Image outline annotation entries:
########
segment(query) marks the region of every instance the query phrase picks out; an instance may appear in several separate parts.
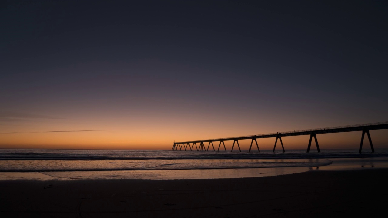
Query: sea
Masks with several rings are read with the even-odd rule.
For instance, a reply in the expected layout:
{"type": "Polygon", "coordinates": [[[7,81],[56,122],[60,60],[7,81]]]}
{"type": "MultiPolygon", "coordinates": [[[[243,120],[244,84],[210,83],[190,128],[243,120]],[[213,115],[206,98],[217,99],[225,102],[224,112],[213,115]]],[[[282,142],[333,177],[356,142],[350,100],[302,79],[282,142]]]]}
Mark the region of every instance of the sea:
{"type": "Polygon", "coordinates": [[[220,178],[388,166],[388,149],[321,151],[0,149],[0,179],[220,178]]]}

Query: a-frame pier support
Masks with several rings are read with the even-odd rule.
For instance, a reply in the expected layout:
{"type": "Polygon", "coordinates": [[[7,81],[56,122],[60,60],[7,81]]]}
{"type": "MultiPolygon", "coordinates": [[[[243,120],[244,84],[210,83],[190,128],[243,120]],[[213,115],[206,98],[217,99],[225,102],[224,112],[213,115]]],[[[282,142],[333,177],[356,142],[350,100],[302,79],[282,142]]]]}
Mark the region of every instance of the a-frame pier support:
{"type": "Polygon", "coordinates": [[[194,148],[194,145],[195,145],[195,148],[197,149],[197,151],[198,151],[198,148],[197,147],[197,143],[195,142],[193,143],[193,146],[191,146],[191,151],[192,151],[193,149],[194,148]]]}
{"type": "Polygon", "coordinates": [[[221,147],[221,142],[222,142],[222,144],[223,145],[223,148],[225,149],[225,151],[226,151],[226,147],[225,147],[225,144],[223,143],[223,141],[220,141],[220,145],[218,145],[218,149],[217,149],[217,151],[220,151],[220,147],[221,147]]]}
{"type": "Polygon", "coordinates": [[[373,144],[372,144],[372,139],[371,138],[371,135],[369,134],[369,130],[362,130],[362,135],[361,136],[361,142],[360,144],[360,150],[359,152],[361,152],[361,150],[362,149],[362,143],[364,142],[364,137],[365,135],[365,133],[368,135],[368,139],[369,139],[369,144],[371,145],[371,149],[372,149],[372,153],[374,152],[374,149],[373,148],[373,144]]]}
{"type": "Polygon", "coordinates": [[[318,140],[317,140],[317,135],[315,133],[311,133],[310,135],[310,140],[308,141],[308,146],[307,147],[307,153],[310,152],[310,147],[311,147],[311,140],[313,139],[313,137],[315,141],[315,145],[317,145],[317,150],[318,152],[320,152],[320,149],[319,149],[319,145],[318,144],[318,140]]]}
{"type": "Polygon", "coordinates": [[[213,151],[216,151],[216,149],[214,149],[214,145],[213,145],[213,142],[209,142],[209,145],[208,145],[208,150],[206,151],[209,151],[209,147],[210,147],[210,143],[211,143],[211,146],[213,146],[213,151]]]}
{"type": "MultiPolygon", "coordinates": [[[[209,145],[210,144],[209,144],[209,145]]],[[[206,151],[206,149],[205,148],[205,145],[203,144],[203,142],[201,142],[199,144],[199,148],[198,149],[199,151],[206,151]]]]}
{"type": "Polygon", "coordinates": [[[187,146],[189,146],[189,147],[190,148],[190,150],[191,150],[191,146],[190,146],[190,144],[187,143],[187,144],[185,146],[184,144],[183,145],[183,147],[185,148],[185,151],[186,151],[186,149],[187,148],[187,146]]]}
{"type": "Polygon", "coordinates": [[[241,149],[240,149],[240,145],[239,144],[239,141],[238,141],[238,140],[235,140],[233,142],[233,145],[232,146],[232,151],[230,151],[233,152],[233,147],[234,147],[234,143],[236,142],[237,142],[237,146],[238,146],[239,147],[239,150],[240,150],[240,152],[241,152],[241,149]]]}
{"type": "Polygon", "coordinates": [[[249,151],[251,151],[251,149],[252,148],[252,144],[253,143],[253,140],[256,142],[256,146],[257,146],[257,151],[260,151],[260,149],[259,149],[259,145],[257,144],[257,141],[256,141],[256,138],[254,138],[252,139],[252,142],[251,142],[251,146],[249,147],[249,151]]]}
{"type": "Polygon", "coordinates": [[[284,147],[283,146],[283,142],[282,141],[282,137],[280,136],[280,135],[276,136],[276,140],[275,141],[275,146],[274,146],[274,150],[272,151],[272,152],[275,152],[275,149],[276,147],[276,143],[277,142],[278,138],[280,140],[280,144],[282,144],[282,148],[283,149],[283,152],[285,152],[286,151],[284,151],[284,147]]]}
########
Report how many lines in the records above contain the word "every". Give only the number.

3